__SUPPLIED TEXT__
* * *

Picture of the White House

Just as the storm over Michael Wolff’s book reached peak intensity, The Christian Science Monitor decided to take a look at the very first insider account of life in the White House. To do that, the paper got in touch with an expert on the subject, Professor Jennifer Fleischner of Adelphi’s English department. Her 2003 book, Mrs. Lincoln and Mrs. Keckly: The Remarkable Story of the Friendship Between a First Lady and a Former Slave, tells the story of the relationship between the First Lady and her dressmaker.

Elizabeth “Lizzy” Keckly’s book, Behind the Scenes, or Thirty Years a Slave, and Four Years in the White House, appeared in 1868, astounding readers with descriptions of private moments at 1600 Pennsylvania Avenue. It was tame stuff by modern standards, filled with incidents the author thought would help explain Mary Todd Lincoln and put her in good light. Still, Mrs. Lincoln saw the book as a betrayal and never spoke with Mrs. Keckly again.

* * *

__MATERIAL PROVIDED__
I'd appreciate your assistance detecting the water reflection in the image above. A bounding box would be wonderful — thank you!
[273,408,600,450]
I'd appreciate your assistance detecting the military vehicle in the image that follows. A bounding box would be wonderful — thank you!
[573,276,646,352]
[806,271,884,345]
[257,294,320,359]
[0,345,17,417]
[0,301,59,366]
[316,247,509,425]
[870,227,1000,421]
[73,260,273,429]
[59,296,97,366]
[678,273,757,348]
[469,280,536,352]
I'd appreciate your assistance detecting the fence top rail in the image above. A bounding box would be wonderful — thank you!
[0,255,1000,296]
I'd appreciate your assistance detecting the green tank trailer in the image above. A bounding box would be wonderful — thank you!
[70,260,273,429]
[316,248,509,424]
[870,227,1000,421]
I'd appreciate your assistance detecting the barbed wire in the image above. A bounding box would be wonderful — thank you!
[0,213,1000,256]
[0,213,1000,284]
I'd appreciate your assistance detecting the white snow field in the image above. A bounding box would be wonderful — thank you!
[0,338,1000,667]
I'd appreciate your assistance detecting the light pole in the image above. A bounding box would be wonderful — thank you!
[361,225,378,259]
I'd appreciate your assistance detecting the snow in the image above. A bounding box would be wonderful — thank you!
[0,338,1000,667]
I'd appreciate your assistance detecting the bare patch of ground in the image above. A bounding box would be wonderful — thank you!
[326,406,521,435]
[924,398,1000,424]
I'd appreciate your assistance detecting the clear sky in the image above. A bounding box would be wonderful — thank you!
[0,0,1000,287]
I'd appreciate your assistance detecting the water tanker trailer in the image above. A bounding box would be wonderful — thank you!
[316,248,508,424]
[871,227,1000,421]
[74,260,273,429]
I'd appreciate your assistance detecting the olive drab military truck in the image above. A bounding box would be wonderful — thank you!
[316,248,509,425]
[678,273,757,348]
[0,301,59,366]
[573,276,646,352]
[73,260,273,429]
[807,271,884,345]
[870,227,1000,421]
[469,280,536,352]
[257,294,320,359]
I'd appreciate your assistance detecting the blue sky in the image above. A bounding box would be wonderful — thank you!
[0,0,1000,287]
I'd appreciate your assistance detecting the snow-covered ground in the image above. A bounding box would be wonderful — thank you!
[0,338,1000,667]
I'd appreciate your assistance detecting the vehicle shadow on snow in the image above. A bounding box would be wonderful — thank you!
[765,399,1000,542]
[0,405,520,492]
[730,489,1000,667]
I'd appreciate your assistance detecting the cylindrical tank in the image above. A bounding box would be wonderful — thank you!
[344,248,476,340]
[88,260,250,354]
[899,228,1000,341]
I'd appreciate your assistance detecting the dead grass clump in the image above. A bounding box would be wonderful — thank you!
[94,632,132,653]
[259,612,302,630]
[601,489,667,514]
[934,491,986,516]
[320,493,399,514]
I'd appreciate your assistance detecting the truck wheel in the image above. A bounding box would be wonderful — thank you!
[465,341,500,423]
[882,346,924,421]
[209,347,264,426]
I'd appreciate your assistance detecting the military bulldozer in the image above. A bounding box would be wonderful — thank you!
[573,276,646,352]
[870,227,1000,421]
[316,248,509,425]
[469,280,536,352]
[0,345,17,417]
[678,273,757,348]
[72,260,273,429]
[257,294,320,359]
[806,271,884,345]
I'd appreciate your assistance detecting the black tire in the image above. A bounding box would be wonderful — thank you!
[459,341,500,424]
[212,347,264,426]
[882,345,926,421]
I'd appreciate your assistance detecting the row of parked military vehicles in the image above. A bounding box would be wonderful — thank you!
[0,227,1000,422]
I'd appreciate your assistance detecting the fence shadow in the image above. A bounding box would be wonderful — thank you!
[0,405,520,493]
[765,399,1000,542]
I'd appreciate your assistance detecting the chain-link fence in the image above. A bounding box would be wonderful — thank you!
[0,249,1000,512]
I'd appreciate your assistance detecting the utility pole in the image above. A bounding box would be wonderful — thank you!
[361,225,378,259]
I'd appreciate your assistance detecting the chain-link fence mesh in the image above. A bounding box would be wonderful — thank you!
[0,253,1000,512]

* * *

__EXERCISE BRIEF__
Carry on the article about Elizabeth Keckly's White House memoir, starting right after its last sentence.

__RESPONSE__
Prof. Fleischner has continued her research into Mrs. Keckly’s life and other topics related to slavery, and is currently teaching a course called “Reading Race.” She will be the keynote speaker next fall at two events celebrating the Keckly bicentennial, one in North Carolina where Keckly was enslaved for seven years, and another at the Mary Todd Lincoln House in Lexington, Kentucky.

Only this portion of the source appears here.